Extrait de texte ::

- - -

Publié le 14 Jun 2022 - 17:27
RENOUVELLEMENT DE LA MINUSMA

La transition impose ses conditions à l’ONU

 

Le Conseil de sécurité des Nations Unies a débattu, hier, sur le renouvellement du mandat de la Minusma, la mission onusienne de maintien de la paix au Mali, qui expire à la fin du mois (le 30 juin). Si officiellement, les parties malienne et onusienne tablent sur une nouvelle continuité de la collaboration, de grandes divergences persistent entre Bamako et le concert de nations.

 

Devant le Conseil de sécurité de l’Organisation des Nations Unies (ONU), le ministre malien des Affaires étrangères et de la Coopération internationale Abdoulaye Diop a défendu la position du gouvernement de la transition, à l’occasion de l’examen, ce 13 juin, du rapport du secrétaire général des Nations Unies sur la situation au Mali.

- - -

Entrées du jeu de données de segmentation
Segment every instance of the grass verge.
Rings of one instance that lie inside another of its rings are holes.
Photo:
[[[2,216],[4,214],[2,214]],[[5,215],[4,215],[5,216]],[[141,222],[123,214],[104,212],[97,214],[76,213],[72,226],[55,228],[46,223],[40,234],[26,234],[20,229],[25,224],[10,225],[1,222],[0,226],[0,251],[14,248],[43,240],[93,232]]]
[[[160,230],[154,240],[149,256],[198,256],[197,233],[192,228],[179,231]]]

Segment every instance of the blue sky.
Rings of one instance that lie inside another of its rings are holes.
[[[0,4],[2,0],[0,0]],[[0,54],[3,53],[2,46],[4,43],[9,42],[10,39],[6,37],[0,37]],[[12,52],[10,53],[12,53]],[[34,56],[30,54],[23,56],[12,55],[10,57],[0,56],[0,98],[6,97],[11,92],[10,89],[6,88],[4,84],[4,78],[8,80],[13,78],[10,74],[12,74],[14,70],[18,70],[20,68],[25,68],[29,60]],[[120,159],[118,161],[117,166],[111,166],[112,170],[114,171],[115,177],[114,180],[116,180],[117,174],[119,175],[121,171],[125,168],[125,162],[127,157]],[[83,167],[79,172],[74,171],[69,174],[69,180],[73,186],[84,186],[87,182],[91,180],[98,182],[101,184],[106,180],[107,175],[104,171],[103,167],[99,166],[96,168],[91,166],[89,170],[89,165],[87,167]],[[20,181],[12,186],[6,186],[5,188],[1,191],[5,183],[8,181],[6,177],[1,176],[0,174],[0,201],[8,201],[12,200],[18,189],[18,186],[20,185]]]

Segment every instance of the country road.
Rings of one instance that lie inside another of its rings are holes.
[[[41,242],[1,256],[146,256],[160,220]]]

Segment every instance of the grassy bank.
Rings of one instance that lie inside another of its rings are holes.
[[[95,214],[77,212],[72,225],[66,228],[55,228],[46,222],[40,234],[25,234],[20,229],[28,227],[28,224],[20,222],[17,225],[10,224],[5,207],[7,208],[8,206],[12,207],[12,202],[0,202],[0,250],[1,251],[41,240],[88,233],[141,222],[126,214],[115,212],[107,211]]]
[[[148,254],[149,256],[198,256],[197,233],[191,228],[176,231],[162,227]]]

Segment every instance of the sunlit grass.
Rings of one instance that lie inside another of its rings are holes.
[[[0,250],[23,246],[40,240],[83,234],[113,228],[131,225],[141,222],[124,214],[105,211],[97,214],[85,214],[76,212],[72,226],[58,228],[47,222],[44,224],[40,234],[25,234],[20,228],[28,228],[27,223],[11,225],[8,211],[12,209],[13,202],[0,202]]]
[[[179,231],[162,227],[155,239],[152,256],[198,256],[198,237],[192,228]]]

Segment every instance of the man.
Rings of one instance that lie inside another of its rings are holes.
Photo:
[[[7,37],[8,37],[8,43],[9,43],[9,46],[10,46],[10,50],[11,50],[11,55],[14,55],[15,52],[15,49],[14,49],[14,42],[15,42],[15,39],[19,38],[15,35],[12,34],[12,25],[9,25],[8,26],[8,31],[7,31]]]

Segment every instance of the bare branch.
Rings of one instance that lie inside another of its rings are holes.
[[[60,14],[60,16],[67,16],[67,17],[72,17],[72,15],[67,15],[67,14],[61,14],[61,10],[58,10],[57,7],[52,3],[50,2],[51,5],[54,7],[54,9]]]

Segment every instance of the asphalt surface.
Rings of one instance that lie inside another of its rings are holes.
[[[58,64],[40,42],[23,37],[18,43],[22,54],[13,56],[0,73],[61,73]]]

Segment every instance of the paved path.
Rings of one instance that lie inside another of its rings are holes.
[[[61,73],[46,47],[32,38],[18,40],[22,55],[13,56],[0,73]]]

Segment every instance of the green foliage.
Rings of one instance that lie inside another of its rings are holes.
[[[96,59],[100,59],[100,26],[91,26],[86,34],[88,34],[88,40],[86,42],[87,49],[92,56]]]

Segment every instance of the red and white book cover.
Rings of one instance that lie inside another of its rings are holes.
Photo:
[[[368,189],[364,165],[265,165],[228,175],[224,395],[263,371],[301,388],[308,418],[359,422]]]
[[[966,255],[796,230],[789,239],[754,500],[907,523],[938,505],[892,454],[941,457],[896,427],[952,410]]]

- - -

Problème à résoudre ::
Pour chacune des affirmations ci-dessous, dites si elle concorde avec l'article sur la Minusma en répondant par oui ou par non, puis citez les mots de l'article qui tranchent la question.
(a) Le mandat de la Minusma prend fin le 30 juin.
(b) Bamako et les Nations Unies sont d'accord sur l'essentiel.
(c) Abdoulaye Diop est le ministre malien de la Défense.
Les entrées ne sont d'aucune utilité ici.

Bonne réponse ::
(a) Oui : « qui expire à la fin du mois (le 30 juin) ».
(b) Non : « de grandes divergences persistent entre Bamako et le concert de nations ».
(c) Non : « le ministre malien des Affaires étrangères et de la Coopération internationale Abdoulaye Diop ».